In this work, for the first time, we explore the idea of using internal differentials to mount fault based attacks. Though the concept of internal differentials is well-known in cryptanalysis [14, 15], the idea has never been applied in fault based Side Channel Analysis. Our research reveals that the best crypto-primitives to mount such a type of attack are the ones that employ a parallel mode of operation. In principle, internal differentials exploit self-symmetric structures present within a construction. In the parallel mode of operation all parallel branches are structurally similar exhibiting nice instances of such self-symmetry. We look at inputs of such branches. Parallelizable ciphers using the counter mode are generally characterized by the common property that the inputs to the parallel branches only differ in the counter value. Thus, the hamming distance of the inputs are quite low. More interestingly, we can find branches in which the bit positions where the inputs differ are very localized. ^{Footnote 1} This localization can be fatal from the perspective of fault analysis since a fault injection in the counter could possibly lead to a collision in the counter values. So the faulty counter could become equal to a fault-free counter and since the inputs differ only in the counter value this would give us two branches with the same input. This forms a pre-condition for deploying internal differentials analysis since under this scenario, we could inject a second fault in the internal state of any of these two identical branches and study how the fault diffuses in internal difference of the corresponding states. The problem now reduces to classical DFA and hence we may apply standard techniques pertaining to differential fault analysis. Figure 2 depicts the concept visually in a very generic sense.

An interesting aspect of this strategy is that it requires only one multi-block ciphertext with a single faulty block thereby making the analysis independent of the effect of a nonce which prohibits usage of standard DFA. One could argue regarding the viability of the first fault in terms of achieving the counter collision. However, in this work we introduce the concept of Fault Quartets (Refer Sect. 6) which can use a round-reduced distinguisher of the underlying cipher to locate the fault-free branch corresponding to a faulty branch due to the first fault under reasonable assumptions. Building upon these ideas a practical IDFA attack is mounted on PAEQ. Though the specifics rely on the underlying construction, the overall notion of IDFA can be adapted to other ciphers which meet the properties discussed earlier. In the next section we develop a four-round distinguisher of PAEQ based on internal differentials arising from counter values.

## What needs to be done
According to the passage on internal differential fault attacks, how many ciphertexts and faulty blocks does the strategy require?

## Data supplied
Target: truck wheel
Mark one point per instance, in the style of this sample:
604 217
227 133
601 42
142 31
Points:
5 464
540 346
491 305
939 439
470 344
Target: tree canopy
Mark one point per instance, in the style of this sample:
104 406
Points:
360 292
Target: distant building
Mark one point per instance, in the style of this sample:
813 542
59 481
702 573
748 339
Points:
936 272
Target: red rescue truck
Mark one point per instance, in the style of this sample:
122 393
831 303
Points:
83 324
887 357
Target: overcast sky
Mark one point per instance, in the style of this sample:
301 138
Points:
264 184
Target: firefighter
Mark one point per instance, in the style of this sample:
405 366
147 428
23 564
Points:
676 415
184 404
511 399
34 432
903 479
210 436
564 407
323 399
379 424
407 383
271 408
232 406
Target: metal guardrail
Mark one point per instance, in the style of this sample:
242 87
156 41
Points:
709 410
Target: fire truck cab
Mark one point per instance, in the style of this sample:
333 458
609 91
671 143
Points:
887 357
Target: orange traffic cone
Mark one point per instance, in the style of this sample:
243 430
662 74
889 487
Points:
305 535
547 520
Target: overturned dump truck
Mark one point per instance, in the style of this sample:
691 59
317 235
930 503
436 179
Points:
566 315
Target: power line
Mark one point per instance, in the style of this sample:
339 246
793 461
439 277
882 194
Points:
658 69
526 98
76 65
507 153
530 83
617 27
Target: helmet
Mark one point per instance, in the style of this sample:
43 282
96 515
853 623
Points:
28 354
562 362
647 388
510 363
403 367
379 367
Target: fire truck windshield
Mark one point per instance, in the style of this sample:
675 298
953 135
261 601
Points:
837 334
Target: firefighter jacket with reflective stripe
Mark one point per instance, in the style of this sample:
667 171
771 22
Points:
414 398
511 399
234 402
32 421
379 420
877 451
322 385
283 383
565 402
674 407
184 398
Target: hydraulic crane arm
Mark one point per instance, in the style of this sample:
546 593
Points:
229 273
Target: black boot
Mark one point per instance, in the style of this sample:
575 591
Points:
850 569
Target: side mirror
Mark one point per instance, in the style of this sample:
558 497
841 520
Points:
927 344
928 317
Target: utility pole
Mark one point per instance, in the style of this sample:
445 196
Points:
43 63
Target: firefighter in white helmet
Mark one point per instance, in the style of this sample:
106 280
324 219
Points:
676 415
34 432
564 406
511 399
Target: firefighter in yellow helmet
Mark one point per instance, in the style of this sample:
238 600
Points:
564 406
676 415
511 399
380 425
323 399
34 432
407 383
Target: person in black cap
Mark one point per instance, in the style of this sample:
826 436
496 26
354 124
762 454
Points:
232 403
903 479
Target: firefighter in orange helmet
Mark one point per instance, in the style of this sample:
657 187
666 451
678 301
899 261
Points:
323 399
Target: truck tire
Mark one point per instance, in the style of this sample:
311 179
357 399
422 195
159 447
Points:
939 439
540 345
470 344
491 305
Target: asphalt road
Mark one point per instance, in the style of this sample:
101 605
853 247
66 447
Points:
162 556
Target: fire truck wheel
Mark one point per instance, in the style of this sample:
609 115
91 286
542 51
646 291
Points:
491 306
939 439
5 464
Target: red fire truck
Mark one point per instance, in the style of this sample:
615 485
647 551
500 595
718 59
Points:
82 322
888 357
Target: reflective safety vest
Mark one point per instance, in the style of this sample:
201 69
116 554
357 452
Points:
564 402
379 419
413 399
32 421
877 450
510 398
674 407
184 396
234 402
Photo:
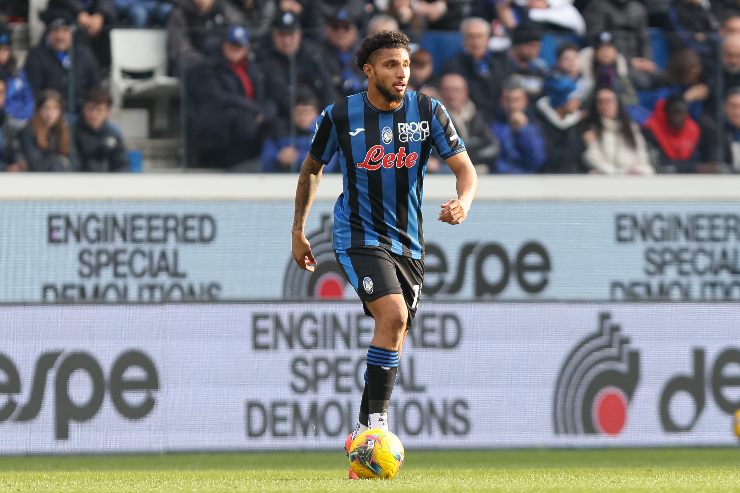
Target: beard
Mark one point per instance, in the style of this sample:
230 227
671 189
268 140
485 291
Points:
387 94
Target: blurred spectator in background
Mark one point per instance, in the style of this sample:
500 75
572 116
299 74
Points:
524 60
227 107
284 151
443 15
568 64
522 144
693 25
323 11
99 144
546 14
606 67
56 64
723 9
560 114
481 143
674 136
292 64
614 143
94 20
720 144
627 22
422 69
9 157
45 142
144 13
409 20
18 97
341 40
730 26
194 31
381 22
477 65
--
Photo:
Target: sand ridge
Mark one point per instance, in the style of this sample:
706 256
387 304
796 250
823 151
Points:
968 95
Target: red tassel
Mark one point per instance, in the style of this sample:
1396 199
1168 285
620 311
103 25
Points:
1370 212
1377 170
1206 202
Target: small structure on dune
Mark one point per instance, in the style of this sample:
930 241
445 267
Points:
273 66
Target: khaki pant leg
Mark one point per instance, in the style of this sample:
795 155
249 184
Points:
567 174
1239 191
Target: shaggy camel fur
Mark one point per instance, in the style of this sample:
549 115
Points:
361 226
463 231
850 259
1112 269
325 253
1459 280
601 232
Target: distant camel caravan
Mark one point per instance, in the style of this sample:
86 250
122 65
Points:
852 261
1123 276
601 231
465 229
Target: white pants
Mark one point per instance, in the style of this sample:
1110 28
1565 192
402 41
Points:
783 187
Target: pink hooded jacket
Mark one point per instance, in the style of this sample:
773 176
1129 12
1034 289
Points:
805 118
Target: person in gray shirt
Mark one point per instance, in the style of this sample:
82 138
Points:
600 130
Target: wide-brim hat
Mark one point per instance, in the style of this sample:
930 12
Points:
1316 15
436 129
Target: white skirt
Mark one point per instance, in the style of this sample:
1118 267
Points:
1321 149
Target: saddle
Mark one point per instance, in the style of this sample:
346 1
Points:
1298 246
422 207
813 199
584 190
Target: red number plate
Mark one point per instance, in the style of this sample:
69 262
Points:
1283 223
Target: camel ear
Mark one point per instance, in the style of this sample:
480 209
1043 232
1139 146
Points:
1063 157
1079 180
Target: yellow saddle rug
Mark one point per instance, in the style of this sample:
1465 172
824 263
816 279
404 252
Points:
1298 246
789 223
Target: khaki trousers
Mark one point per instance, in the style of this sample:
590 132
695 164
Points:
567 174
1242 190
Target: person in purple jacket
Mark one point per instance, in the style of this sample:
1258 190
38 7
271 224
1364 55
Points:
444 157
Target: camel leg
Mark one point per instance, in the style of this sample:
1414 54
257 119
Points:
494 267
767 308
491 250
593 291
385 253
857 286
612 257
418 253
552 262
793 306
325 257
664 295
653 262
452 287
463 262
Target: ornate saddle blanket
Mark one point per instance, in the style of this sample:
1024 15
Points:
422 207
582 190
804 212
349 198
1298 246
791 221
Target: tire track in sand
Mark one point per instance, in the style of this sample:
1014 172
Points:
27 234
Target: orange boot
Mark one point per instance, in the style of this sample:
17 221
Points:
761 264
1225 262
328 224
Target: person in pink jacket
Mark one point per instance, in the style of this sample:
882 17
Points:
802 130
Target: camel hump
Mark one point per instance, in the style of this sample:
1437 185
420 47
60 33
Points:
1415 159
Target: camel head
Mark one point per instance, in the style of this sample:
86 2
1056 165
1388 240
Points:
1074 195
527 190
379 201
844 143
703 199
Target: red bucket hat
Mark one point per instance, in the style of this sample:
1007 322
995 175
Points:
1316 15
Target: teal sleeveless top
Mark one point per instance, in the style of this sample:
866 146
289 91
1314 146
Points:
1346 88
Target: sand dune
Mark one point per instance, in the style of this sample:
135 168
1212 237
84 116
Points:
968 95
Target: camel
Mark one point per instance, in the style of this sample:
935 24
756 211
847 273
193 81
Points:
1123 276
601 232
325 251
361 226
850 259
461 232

## Exercise response
It requires only one multi-block ciphertext with a single faulty block.